LIST OF TASKS:
**A.** Reproduce the passage of the Werritty inquiry article between "However, he will" and "the minister's decisions.", inclusive.
**B.** In the article on the Werritty inquiry, on what day did Mr Fox resign?
**C.** Extend the news article about the Werritty inquiry past its final sentence.

>> START GIVEN TEXT

The official inquiry into the role played by Adam Werritty will be published today. Sir Gus O'Donnell, the Cabinet Secretary, will conclude that the former Defence Secretary did breach the ministerial code.
However, he will also say that there is no evidence that Mr Fox benefited financially from these contacts.
Mr Fox resigned on Friday amid signs that he would be forced to quit when Sir Gus delivered his verdict.
The Cabinet Secretary, who presented his report to the Prime Minister last night, is thought likely to criticise Mr Fox for soliciting funds for Mr Werritty's globetrotting from businessmen whose companies could be affected by the minister's decisions.
Ministers are portraying Mr Werritty as a "one-off" and playing down the need for new controls. The Government is also to delay moves to clean up the lobbying industry until 2013; plans to set up a register of lobbyists, to be published next month, will not now become law until 2013.

>> END GIVEN TEXT
>> START EXTRACTED INFORMATION

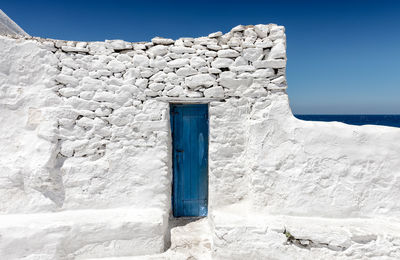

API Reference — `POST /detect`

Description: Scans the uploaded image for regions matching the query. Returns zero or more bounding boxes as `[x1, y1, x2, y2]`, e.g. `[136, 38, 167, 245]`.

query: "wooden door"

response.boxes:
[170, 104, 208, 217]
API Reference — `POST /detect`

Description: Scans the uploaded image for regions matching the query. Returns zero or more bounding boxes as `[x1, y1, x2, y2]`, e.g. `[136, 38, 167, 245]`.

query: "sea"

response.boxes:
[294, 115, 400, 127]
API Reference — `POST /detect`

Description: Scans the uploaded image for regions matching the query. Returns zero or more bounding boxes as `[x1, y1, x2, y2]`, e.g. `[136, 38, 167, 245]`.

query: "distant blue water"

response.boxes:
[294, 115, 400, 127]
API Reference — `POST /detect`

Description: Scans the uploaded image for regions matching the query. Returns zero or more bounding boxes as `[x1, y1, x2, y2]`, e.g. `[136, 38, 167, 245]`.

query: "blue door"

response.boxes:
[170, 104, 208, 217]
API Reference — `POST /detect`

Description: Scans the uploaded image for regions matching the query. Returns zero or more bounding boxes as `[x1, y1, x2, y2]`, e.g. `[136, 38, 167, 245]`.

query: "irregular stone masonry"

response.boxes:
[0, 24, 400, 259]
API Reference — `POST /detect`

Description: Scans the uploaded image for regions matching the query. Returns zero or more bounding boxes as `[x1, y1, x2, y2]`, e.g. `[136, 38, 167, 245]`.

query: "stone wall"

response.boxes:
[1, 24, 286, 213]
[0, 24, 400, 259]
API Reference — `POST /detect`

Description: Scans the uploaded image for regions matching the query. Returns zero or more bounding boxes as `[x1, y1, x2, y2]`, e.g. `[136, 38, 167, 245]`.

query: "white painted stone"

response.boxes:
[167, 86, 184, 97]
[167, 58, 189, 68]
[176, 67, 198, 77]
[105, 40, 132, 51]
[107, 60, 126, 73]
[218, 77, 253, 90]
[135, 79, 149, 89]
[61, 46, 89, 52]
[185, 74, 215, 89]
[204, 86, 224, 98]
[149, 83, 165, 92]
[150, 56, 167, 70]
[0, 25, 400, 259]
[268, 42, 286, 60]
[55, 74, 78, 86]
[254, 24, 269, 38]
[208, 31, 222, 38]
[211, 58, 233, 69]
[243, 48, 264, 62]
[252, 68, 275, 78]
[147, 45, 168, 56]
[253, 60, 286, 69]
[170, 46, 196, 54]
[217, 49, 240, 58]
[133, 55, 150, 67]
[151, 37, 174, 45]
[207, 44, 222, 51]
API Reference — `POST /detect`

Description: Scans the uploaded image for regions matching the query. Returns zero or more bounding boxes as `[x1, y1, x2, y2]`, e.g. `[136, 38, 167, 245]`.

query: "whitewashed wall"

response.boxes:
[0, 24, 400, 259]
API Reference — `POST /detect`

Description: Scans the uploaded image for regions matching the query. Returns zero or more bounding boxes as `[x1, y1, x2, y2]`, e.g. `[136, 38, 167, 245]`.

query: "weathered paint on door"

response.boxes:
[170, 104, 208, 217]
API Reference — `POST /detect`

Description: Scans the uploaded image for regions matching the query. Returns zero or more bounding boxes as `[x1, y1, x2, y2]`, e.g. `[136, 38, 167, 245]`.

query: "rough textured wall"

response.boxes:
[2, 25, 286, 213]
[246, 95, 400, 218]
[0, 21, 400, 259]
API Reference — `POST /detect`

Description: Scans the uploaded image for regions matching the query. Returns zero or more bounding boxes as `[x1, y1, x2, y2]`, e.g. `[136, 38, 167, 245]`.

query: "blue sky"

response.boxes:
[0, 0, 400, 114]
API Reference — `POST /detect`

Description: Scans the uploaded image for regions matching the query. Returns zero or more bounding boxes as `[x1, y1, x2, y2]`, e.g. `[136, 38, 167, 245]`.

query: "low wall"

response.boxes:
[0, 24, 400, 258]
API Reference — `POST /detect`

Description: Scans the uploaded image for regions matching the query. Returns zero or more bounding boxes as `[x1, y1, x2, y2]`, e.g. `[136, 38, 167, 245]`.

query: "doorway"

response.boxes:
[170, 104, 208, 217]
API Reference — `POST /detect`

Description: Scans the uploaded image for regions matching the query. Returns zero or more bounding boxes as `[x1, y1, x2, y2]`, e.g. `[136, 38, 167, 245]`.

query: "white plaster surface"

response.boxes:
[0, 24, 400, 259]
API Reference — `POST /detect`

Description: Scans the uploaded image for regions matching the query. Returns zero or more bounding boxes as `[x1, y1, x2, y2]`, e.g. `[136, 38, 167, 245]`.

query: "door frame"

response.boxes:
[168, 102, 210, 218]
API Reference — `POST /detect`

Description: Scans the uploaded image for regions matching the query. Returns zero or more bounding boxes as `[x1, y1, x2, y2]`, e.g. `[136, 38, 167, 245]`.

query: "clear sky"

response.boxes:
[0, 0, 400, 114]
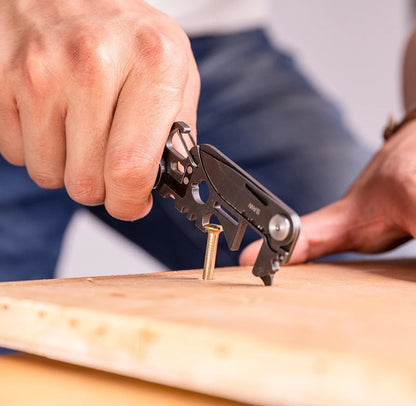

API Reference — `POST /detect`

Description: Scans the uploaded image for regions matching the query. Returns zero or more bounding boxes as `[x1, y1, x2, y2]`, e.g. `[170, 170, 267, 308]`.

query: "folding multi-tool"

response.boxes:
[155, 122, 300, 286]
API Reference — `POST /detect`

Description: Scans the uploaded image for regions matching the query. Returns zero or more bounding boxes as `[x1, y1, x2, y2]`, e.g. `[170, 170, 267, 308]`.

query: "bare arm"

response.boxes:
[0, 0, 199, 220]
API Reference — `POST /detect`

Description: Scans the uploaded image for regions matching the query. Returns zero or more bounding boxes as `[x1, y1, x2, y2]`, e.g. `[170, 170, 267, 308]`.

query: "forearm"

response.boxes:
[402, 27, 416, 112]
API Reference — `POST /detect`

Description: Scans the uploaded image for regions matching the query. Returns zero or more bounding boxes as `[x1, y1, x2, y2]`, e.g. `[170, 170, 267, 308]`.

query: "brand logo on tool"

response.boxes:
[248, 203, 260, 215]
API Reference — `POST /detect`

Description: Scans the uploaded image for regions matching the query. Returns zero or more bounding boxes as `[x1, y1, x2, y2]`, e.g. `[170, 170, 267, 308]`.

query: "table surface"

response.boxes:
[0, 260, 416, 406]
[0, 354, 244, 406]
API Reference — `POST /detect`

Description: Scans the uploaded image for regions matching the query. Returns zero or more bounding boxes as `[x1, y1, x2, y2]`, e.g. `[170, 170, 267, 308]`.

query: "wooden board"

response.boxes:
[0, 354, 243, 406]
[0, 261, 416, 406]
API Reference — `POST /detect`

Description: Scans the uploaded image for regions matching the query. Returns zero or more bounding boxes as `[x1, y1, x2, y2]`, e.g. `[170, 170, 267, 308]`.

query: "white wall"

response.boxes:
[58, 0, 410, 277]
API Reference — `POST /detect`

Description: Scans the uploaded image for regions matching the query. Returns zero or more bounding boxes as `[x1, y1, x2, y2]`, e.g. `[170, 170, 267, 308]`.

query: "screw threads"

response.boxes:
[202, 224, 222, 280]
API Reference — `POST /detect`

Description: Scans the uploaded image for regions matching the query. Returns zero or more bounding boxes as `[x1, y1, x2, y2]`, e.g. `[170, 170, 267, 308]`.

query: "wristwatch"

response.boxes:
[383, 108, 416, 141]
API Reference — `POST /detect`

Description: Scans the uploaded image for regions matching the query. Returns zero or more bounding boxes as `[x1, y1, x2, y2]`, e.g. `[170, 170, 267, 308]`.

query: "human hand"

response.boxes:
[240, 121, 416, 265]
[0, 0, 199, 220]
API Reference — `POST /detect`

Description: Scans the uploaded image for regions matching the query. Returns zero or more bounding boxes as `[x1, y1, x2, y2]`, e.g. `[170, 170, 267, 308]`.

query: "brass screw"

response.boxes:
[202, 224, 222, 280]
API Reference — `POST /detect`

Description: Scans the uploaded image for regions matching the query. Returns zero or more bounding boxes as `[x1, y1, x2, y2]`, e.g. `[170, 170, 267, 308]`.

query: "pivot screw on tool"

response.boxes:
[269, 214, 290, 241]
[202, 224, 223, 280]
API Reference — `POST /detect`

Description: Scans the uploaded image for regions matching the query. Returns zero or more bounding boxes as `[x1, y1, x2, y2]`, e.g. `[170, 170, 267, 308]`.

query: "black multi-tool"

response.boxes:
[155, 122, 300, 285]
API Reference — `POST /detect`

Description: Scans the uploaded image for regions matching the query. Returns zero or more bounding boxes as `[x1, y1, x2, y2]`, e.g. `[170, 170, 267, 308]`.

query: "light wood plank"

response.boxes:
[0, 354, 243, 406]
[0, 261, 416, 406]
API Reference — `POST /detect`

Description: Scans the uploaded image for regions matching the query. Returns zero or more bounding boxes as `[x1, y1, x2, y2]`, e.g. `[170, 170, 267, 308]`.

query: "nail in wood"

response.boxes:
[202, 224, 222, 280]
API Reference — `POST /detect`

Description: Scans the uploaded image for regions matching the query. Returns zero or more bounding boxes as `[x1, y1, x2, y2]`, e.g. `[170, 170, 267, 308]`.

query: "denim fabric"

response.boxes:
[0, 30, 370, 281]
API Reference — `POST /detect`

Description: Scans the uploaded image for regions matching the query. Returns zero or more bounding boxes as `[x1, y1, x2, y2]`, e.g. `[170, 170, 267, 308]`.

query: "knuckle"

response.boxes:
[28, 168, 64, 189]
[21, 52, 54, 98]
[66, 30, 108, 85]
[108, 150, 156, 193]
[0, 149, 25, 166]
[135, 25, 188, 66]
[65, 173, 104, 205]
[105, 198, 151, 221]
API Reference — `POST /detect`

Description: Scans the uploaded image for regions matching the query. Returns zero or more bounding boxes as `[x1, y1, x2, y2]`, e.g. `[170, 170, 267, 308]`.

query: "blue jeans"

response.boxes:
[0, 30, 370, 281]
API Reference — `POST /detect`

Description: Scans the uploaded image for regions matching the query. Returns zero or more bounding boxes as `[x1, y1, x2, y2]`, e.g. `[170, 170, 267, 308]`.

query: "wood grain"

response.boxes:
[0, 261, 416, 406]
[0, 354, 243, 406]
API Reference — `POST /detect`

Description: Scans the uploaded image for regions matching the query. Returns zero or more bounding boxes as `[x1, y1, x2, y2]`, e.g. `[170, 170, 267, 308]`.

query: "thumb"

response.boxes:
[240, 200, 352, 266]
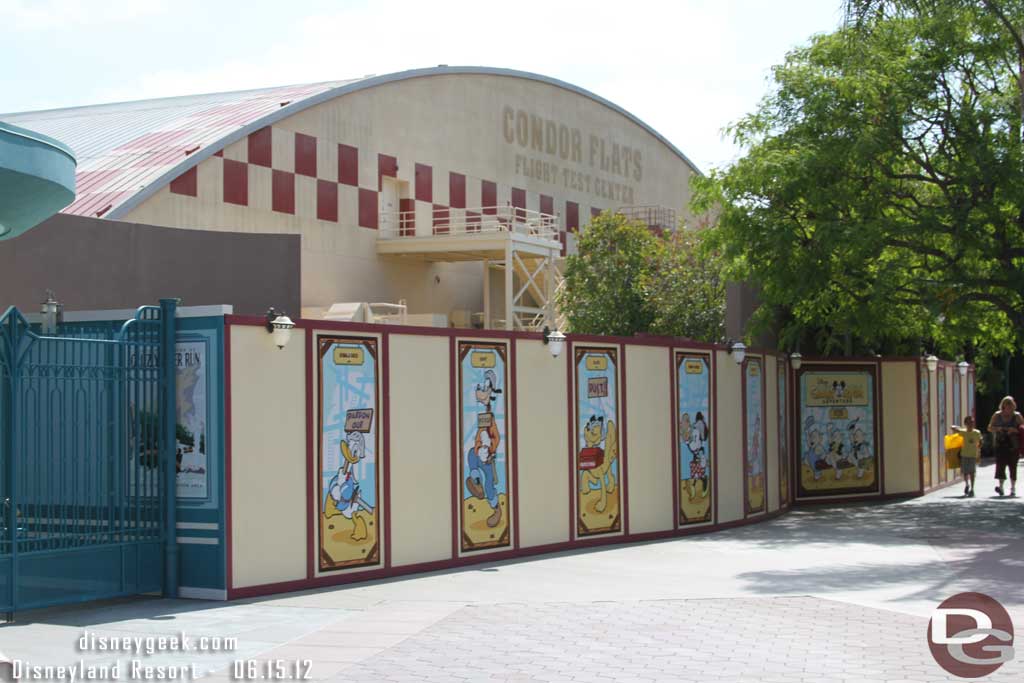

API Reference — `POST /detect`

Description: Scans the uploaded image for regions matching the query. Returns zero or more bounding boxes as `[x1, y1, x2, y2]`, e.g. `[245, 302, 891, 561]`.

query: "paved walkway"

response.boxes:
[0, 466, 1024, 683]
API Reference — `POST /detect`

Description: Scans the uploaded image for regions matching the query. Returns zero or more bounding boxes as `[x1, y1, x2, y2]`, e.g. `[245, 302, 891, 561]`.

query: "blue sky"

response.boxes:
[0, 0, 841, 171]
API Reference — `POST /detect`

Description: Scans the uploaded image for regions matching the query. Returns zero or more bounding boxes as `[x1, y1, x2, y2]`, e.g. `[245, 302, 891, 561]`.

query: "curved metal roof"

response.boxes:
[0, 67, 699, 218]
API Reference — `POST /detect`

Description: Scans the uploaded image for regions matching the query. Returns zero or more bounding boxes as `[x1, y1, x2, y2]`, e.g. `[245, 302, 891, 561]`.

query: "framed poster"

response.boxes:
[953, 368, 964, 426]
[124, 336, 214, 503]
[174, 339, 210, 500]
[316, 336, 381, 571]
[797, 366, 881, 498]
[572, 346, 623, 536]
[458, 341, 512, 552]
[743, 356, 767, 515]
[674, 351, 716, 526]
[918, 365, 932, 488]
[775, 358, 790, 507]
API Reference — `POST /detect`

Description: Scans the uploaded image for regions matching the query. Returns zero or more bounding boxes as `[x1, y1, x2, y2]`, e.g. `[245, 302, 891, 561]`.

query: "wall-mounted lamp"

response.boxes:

>> END EXTRACTED INFORMATION

ANSWER SET:
**A.**
However, he will also say that there is no evidence that Mr Fox benefited financially from these contacts.
Mr Fox resigned on Friday amid signs that he would be forced to quit when Sir Gus delivered his verdict.
The Cabinet Secretary, who presented his report to the Prime Minister last night, is thought likely to criticise Mr Fox for soliciting funds for Mr Werritty's globetrotting from businessmen whose companies could be affected by the minister's decisions.

**B.** On Friday.

**C.**
Last November, Nick Clegg, the Deputy Prime Minister, promised legislation in the current parliamentary session. But it has been delayed until the 2012-13 session by a rearguard action by some lobbying firms and a range of other political reforms.
A Labour spokesman said: "The Werritty scandal has shown theneed for transparency is urgent.Ed Miliband is ready to put on record all meetings with lobbyists. David Cameron must act immediately."
But Tim Farron, the Liberal Democrat president, said: "Ed Miliband's sudden interest in getting to grips with lobbying is mere opportunism, not least as he and his Shadow Cabinet voted against Liberal Democrat proposals for greater transparency on this very issue when they were in government."